**Task details:**
For the records below, print every one exactly, with nothing dropped.

[The data Boundary: Start]

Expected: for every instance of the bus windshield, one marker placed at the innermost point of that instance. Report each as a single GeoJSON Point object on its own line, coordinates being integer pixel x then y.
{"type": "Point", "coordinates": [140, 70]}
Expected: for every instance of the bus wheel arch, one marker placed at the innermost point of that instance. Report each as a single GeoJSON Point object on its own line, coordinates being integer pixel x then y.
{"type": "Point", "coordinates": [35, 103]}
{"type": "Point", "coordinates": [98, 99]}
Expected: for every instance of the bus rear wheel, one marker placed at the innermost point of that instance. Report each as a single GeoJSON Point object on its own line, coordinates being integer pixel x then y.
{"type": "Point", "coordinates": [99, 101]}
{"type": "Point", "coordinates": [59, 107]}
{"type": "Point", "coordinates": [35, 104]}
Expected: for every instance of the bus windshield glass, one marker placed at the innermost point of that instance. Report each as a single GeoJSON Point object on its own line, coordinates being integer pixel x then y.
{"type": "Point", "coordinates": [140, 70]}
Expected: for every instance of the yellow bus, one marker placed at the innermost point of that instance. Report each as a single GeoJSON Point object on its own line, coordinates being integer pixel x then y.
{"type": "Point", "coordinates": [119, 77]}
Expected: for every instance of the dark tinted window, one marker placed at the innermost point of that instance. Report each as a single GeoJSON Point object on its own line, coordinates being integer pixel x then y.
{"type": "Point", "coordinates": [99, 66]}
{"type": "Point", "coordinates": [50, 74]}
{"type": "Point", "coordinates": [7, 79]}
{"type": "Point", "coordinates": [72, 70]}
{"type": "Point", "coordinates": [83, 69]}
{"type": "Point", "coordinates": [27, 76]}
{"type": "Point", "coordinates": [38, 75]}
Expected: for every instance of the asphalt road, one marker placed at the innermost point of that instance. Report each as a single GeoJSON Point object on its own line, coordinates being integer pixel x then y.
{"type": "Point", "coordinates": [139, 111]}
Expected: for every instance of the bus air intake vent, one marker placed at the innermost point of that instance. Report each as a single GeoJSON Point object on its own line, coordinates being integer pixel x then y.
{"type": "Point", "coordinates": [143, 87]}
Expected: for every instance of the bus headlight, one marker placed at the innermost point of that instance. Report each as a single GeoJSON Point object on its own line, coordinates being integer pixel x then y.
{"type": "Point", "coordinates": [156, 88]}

[The data Boundary: End]

**Exercise response:**
Expected: for every instance of the bus windshield, one marker placed at the innermost point of that instance. Report each as a single GeoJSON Point object on its own line, coordinates being integer pixel x then y.
{"type": "Point", "coordinates": [140, 70]}
Expected: for every instance of the bus wheel arch, one marker placed at the innermost point of that instance. Report each as a single GeoJSON Point object on its own line, coordinates being integer pixel x then y.
{"type": "Point", "coordinates": [35, 103]}
{"type": "Point", "coordinates": [98, 99]}
Expected: for every instance of the bus rear wheel, one marker placed at the innermost point of that instance. Report each as a single GeoJSON Point object on its own line, coordinates being integer pixel x then y.
{"type": "Point", "coordinates": [99, 101]}
{"type": "Point", "coordinates": [59, 107]}
{"type": "Point", "coordinates": [35, 104]}
Expected: for every instance of the bus windshield glass, one marker placed at the innermost point of that instance. Report each as a single GeoJSON Point object on its own line, coordinates being integer pixel x then y.
{"type": "Point", "coordinates": [140, 70]}
Expected: for every instance of the yellow bus, one marker placed at the innermost point of that instance. Report each as a single GeoJSON Point object on its own line, coordinates being integer pixel x then y.
{"type": "Point", "coordinates": [119, 77]}
Expected: for every instance of the dark tinted window, one marker placed at the innermost point of that instance. Report each as a single GeoJSON Point object on its own line, coordinates being integer pixel x then y.
{"type": "Point", "coordinates": [99, 66]}
{"type": "Point", "coordinates": [50, 74]}
{"type": "Point", "coordinates": [7, 79]}
{"type": "Point", "coordinates": [72, 70]}
{"type": "Point", "coordinates": [83, 69]}
{"type": "Point", "coordinates": [27, 76]}
{"type": "Point", "coordinates": [38, 75]}
Expected: for every instance of the asphalt road, one marker placed at the innermost point of that instance. Report each as a single GeoJSON Point object on its own line, coordinates being integer pixel x then y.
{"type": "Point", "coordinates": [139, 111]}
Expected: for every instance of the bus air intake vent, one marker placed at the innermost point of that instance. Report each as a single GeoJSON Point object on its own line, coordinates being integer pixel x then y.
{"type": "Point", "coordinates": [143, 87]}
Expected: for every instance of the bus headlight, one marker placed at the innermost point of that instance. Report each as a single GeoJSON Point object on its own line, coordinates being integer pixel x then y.
{"type": "Point", "coordinates": [156, 88]}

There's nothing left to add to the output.